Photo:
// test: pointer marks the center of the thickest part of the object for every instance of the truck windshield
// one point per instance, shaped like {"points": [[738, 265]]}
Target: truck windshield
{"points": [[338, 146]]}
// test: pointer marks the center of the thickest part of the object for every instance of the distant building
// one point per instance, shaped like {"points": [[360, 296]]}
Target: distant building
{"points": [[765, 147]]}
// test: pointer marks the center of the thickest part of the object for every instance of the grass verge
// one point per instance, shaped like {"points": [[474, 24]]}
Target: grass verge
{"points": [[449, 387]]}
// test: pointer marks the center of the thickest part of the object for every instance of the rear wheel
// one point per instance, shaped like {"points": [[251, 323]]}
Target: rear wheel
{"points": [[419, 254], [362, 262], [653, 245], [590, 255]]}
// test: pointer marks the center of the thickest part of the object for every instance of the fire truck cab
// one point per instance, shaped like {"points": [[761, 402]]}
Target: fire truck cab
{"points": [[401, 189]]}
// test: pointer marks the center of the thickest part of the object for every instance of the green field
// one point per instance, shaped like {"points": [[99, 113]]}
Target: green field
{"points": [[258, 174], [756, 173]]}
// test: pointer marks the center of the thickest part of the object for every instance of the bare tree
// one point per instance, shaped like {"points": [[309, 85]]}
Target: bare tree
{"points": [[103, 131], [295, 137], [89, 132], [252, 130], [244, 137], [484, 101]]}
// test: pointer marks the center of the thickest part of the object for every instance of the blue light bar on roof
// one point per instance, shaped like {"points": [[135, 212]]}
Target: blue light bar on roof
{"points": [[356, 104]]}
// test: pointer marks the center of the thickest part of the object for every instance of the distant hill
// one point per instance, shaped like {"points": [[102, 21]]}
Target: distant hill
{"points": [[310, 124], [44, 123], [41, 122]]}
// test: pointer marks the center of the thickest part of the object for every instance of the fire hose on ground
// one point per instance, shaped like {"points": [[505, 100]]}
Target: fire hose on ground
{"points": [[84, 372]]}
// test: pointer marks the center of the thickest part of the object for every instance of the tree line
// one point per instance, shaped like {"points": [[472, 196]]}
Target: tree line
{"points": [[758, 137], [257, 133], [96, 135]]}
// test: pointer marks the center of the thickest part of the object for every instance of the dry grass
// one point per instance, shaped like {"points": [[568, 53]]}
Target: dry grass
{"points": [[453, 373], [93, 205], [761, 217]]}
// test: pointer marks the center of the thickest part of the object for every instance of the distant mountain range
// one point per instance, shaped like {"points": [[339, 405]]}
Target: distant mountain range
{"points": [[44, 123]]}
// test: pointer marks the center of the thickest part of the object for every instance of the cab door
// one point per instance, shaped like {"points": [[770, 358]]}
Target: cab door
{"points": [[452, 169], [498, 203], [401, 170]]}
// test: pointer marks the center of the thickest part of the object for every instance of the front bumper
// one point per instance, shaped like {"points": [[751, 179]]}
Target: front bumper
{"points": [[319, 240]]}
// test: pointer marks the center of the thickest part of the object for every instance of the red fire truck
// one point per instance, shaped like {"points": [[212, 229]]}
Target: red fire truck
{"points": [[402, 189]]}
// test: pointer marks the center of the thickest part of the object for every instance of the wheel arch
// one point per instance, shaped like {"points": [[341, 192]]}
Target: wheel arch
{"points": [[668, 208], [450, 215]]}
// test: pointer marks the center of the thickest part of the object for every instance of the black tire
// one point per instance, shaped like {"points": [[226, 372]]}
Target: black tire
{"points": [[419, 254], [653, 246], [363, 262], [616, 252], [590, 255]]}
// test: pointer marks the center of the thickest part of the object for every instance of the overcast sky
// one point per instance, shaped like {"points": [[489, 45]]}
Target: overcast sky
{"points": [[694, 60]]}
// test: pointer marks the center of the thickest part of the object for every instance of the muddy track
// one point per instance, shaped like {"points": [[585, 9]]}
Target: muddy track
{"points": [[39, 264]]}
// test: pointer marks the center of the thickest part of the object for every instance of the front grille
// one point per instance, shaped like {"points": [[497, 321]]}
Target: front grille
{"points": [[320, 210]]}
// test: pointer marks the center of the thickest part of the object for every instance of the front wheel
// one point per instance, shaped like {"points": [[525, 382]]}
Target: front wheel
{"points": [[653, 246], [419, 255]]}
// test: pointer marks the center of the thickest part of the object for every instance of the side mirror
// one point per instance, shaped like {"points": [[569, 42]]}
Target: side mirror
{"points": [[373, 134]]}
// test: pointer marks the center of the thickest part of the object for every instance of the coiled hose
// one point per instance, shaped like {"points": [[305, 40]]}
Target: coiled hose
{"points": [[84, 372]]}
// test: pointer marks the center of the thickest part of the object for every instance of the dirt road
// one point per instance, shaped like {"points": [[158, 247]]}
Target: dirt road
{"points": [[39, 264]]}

********

» **DIRECTIONS FOR THIS TASK**
Can you reproduce the whole listing above word for word, from its first line through its last?

» **RESPONSE TO THE TASK**
Photo:
// test: pointer marks the center of the thickest part of the object for every instance of the truck windshield
// one point per instance, shaped like {"points": [[738, 265]]}
Target: truck windshield
{"points": [[338, 146]]}
// test: pointer marks the center of the thickest part of the object for every instance of the distant building
// one point per instance, shaped like {"points": [[360, 296]]}
Target: distant building
{"points": [[765, 147]]}
// test: pointer marks the center of the thickest part of the object for every instance of the grass verge
// one point per instance, shaped like {"points": [[474, 24]]}
Target: grass verge
{"points": [[449, 387]]}
// test: pointer marks the center of the thickest part of the object for every instance of the rear wheel
// one point per instance, shaped like {"points": [[251, 323]]}
Target: rear wheel
{"points": [[419, 254], [362, 262], [653, 245], [590, 255]]}
// test: pointer marks the center of the thickest part of the object for every instance of the fire truck cab
// one point per instance, shaped like {"points": [[761, 402]]}
Target: fire truck cab
{"points": [[401, 189]]}
// test: pointer marks the center of the thickest part of the object for every instance of the green field
// one point per instance, shaped like {"points": [[99, 113]]}
Target: green field
{"points": [[258, 174], [756, 173]]}
// test: pointer marks the center of the thickest part of the object for every instance of the bare tree
// one point per instance, shaped like {"points": [[309, 85]]}
Target: bare tree
{"points": [[103, 131], [295, 137], [89, 132], [252, 130], [244, 137], [484, 101]]}
// test: pointer marks the center of the thickest part of the object for every instance of the blue light bar on roof
// one point per instance, shaped like {"points": [[135, 212]]}
Target: blue light bar on roof
{"points": [[356, 104]]}
// test: pointer marks the center of the thickest part of the object for every instance of the distant hill
// one point per instance, shaped like {"points": [[102, 21]]}
Target: distant hill
{"points": [[310, 124], [44, 123], [41, 122]]}
// test: pointer marks the center of the thickest part of the object for every instance of the fire hose on ground
// one point per instance, shaped like {"points": [[505, 100]]}
Target: fire hose on ground
{"points": [[84, 372]]}
// test: pointer marks the center of the thickest part of the object for every instance of the tree line
// one point per instance, shaped like {"points": [[472, 196]]}
Target: tree line
{"points": [[758, 137], [257, 133], [96, 135]]}
// test: pointer marks the center of the thickest part of the object for every instance of the dry grass
// one point per instance, shaped like {"points": [[568, 53]]}
Target: dry grass
{"points": [[453, 373], [93, 205], [761, 217]]}
// test: pointer marks the center of the thickest part of the object for every instance of the distant mountain range
// one point per instance, shaped like {"points": [[339, 405]]}
Target: distant mountain range
{"points": [[44, 123]]}
// test: pointer marks the center of the thickest part of the object for every instance of the cab door
// one point per instance, shaped like {"points": [[770, 358]]}
Target: cab door
{"points": [[452, 169], [498, 203], [401, 170]]}
// test: pointer marks the center of the thickest part of the object for every instance of the front bumper
// one point per instance, shaped like {"points": [[751, 179]]}
Target: front bumper
{"points": [[319, 240]]}
// test: pointer marks the center of the thickest part of the object for every instance of the red fire truck
// one point per instance, shaped like {"points": [[212, 229]]}
Target: red fire truck
{"points": [[402, 189]]}
// test: pointer marks the center of the thickest part of the object for every instance of the wheel arch
// one point per instance, shaped like {"points": [[341, 192]]}
Target: wheel arch
{"points": [[668, 208], [450, 215]]}
// test: pointer marks the center of the thickest part of the object for every instance of the black tire
// one point per instance, shaped like {"points": [[226, 372]]}
Target: black tire
{"points": [[419, 254], [653, 246], [363, 262], [616, 252], [590, 255]]}
// test: pointer marks the center of the thickest part of the object for every instance of the overcast sky
// one point per instance, shaped like {"points": [[489, 45]]}
Target: overcast sky
{"points": [[694, 60]]}
// test: pointer marks the center of the thickest part of the object for every instance of the muddy track
// one point per instance, shaped like {"points": [[585, 9]]}
Target: muddy track
{"points": [[39, 264]]}
// test: pointer marks the center of the thickest part of the object for every instance of the front grille
// one point per instance, shaped like {"points": [[497, 321]]}
Target: front grille
{"points": [[320, 210]]}
// test: pointer marks the center of the thickest part of the object for every instance of the front wheel
// one point per instance, shaped like {"points": [[525, 382]]}
Target: front wheel
{"points": [[653, 246], [419, 255]]}
// test: pointer marks the center of the thickest part of the object for every instance of the side mirror
// one point per instance, shaped like {"points": [[569, 42]]}
Target: side mirror
{"points": [[373, 134]]}
// test: pointer marks the center of the thickest part of the object for every instance of the coiled hose
// one point per instance, shaped like {"points": [[305, 40]]}
Target: coiled hose
{"points": [[84, 372]]}
// test: pointer marks the center of the thickest part of the object for every instance of the dirt road
// one point per instance, shaped like {"points": [[158, 247]]}
Target: dirt road
{"points": [[39, 264]]}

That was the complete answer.